▸ **Requirements**
Repeat verbatim the lines of the data below, beginning with the line containing "white shirt in" and continuing to the end.

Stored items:
# # # #
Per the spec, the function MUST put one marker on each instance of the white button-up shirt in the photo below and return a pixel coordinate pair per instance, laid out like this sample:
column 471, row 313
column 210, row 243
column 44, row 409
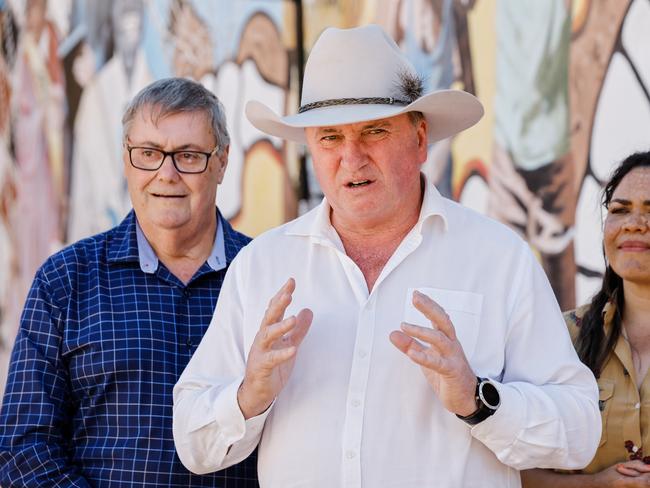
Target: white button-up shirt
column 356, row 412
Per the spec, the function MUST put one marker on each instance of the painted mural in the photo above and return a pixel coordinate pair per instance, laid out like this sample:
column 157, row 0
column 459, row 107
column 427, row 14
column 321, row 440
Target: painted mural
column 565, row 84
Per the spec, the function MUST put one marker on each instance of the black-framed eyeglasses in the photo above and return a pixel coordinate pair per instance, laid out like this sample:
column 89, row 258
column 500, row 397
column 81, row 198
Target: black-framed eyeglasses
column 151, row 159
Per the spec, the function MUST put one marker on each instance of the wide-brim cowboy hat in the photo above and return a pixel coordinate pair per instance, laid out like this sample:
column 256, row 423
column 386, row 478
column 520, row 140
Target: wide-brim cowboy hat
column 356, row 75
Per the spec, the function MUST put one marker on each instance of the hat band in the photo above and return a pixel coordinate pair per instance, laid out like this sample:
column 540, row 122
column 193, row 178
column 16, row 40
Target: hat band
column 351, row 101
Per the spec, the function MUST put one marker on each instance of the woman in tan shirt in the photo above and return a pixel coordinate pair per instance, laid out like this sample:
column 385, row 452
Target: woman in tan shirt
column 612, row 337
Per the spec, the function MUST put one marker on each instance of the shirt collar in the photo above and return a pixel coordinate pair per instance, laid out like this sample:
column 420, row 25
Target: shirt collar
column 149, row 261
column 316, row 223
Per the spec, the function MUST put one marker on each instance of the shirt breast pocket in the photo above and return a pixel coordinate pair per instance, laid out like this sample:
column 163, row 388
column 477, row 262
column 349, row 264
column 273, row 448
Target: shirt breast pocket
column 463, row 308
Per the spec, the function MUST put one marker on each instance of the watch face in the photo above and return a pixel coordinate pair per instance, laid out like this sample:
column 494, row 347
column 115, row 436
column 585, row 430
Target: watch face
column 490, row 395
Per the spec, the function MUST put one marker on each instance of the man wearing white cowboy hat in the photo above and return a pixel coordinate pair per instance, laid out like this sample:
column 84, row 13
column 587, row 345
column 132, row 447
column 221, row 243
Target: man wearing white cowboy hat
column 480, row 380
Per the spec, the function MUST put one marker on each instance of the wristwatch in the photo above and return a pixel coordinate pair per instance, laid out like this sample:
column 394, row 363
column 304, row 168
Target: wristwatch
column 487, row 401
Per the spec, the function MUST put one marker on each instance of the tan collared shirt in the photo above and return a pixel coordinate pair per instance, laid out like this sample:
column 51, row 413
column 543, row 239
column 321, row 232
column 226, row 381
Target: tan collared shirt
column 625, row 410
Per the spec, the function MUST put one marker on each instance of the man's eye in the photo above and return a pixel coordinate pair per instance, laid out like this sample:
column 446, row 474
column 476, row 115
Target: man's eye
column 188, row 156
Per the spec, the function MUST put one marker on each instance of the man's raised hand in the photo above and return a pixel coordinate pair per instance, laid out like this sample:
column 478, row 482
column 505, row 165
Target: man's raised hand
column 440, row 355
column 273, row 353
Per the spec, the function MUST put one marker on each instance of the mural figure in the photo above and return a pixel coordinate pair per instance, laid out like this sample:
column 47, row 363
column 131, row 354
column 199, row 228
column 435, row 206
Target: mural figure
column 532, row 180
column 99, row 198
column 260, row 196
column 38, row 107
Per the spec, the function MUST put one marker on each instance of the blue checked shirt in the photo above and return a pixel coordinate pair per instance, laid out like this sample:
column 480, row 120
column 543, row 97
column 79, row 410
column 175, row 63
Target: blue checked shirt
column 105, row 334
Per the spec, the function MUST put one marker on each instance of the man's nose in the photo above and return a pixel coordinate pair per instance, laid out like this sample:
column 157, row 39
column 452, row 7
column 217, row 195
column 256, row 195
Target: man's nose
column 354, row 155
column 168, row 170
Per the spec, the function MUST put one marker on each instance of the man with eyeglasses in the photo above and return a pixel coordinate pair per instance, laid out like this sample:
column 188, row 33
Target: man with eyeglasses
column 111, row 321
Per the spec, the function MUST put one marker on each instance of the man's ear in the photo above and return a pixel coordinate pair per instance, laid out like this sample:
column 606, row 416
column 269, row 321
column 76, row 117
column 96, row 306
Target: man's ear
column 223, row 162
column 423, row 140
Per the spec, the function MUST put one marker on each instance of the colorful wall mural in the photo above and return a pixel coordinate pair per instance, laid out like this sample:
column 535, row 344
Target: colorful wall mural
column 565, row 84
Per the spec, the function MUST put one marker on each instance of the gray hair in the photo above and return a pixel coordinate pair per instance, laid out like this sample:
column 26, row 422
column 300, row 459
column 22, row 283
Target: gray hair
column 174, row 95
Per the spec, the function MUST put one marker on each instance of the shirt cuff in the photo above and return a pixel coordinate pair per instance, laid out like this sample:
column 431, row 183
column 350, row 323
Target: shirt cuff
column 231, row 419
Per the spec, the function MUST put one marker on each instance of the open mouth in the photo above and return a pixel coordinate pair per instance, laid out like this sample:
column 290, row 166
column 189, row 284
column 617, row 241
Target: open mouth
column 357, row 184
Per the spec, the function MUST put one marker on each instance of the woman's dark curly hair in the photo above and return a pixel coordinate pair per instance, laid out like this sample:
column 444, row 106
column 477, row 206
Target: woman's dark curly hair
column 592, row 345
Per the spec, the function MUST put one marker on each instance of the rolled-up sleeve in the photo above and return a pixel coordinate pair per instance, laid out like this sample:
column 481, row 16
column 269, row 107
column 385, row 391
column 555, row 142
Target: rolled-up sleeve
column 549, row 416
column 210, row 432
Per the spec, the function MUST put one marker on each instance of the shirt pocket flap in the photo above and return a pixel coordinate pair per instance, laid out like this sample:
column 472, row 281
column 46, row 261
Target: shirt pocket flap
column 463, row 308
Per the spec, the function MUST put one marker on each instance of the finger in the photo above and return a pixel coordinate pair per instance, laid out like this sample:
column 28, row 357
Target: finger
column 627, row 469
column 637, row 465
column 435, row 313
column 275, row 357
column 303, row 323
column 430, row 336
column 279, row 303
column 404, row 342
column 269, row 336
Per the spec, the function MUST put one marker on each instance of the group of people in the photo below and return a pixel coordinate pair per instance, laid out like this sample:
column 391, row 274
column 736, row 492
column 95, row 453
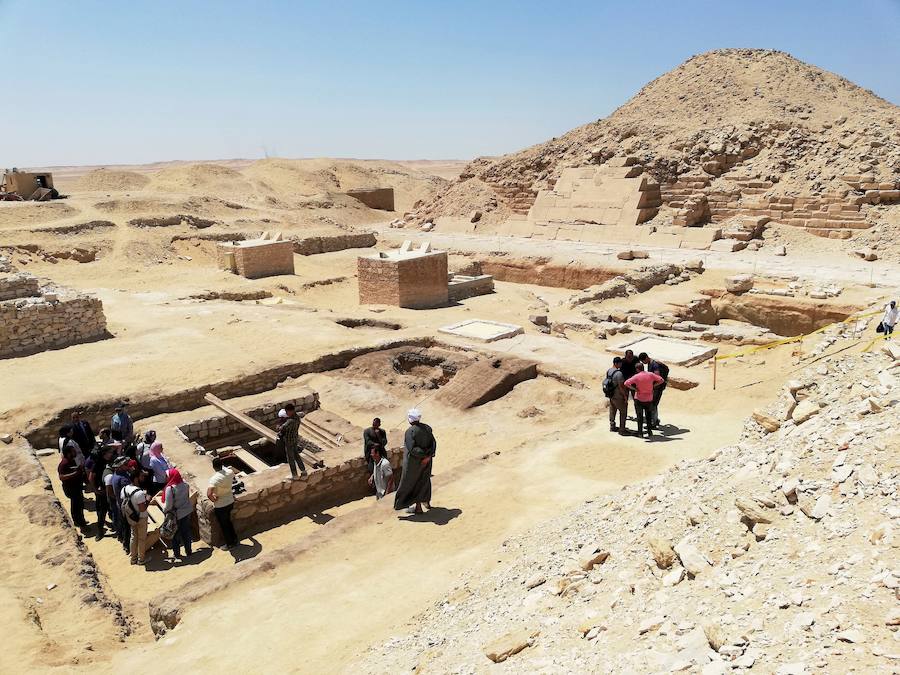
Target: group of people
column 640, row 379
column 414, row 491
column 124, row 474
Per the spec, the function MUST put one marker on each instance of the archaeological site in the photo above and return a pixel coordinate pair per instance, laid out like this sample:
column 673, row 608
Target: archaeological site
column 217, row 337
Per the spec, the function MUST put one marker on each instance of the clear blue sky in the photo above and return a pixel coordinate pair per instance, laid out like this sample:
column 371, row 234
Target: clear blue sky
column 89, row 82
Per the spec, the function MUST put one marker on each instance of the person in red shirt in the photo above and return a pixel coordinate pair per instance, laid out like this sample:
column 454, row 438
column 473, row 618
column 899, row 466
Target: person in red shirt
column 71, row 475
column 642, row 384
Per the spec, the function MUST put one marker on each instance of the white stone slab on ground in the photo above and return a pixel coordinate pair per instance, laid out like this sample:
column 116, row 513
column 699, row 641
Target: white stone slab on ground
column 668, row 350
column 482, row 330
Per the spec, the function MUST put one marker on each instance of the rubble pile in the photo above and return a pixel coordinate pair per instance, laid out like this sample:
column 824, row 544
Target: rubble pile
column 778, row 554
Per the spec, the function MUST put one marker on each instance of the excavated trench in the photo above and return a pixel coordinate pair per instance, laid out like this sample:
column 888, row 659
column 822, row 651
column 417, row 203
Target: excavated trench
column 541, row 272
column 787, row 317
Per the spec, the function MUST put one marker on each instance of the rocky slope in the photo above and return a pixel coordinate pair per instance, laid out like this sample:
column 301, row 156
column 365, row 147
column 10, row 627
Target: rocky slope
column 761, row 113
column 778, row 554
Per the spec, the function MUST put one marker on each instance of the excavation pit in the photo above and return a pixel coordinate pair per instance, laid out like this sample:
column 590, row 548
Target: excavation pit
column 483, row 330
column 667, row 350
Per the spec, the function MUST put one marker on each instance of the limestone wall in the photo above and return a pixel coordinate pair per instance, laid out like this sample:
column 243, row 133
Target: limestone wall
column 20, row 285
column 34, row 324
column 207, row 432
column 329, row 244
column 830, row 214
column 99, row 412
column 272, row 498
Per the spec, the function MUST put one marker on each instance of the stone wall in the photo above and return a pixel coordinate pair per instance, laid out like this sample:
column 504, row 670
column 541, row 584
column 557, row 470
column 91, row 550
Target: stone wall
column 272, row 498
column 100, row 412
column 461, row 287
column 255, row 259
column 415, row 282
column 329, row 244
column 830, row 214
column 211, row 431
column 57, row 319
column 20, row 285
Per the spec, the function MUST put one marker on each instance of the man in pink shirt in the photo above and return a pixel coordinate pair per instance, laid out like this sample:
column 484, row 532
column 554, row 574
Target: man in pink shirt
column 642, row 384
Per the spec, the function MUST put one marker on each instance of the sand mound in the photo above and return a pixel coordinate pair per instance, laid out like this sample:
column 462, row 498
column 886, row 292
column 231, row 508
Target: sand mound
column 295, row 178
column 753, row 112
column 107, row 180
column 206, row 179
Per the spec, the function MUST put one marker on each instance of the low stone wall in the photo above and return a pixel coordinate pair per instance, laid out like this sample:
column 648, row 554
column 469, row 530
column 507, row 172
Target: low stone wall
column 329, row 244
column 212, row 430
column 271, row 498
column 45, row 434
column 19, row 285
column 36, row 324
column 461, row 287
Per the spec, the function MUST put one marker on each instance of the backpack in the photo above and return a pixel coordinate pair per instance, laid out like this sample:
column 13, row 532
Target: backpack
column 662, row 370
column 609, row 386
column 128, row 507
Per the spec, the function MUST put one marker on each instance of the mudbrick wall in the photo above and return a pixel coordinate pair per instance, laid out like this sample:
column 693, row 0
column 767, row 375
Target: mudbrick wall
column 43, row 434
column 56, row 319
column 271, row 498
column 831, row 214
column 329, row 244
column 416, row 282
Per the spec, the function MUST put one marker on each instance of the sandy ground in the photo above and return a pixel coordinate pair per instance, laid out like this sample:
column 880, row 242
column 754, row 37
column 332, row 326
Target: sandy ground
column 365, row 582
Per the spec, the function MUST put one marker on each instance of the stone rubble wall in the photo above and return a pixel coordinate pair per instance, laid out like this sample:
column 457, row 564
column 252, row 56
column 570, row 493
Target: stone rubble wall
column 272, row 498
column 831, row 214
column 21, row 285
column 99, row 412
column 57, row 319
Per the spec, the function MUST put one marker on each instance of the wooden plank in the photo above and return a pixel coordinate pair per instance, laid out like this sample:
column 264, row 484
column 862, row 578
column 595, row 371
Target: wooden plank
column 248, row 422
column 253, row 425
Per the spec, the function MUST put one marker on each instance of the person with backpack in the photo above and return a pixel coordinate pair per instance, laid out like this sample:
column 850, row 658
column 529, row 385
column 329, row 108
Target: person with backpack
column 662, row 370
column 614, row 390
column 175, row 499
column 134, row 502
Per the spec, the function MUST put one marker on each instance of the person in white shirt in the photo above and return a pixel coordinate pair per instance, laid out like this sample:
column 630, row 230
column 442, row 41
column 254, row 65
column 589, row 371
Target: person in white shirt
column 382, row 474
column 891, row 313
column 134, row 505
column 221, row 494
# # # #
▸ **Task response**
Per the spec, the function MUST put one marker on each instance of the person in white shirt in the photo above and return a pixel coordinate pair per instance, laid out like this sample:
column 630, row 230
column 442, row 41
column 254, row 65
column 589, row 371
Target: person in white shirt
column 382, row 474
column 891, row 313
column 134, row 505
column 221, row 494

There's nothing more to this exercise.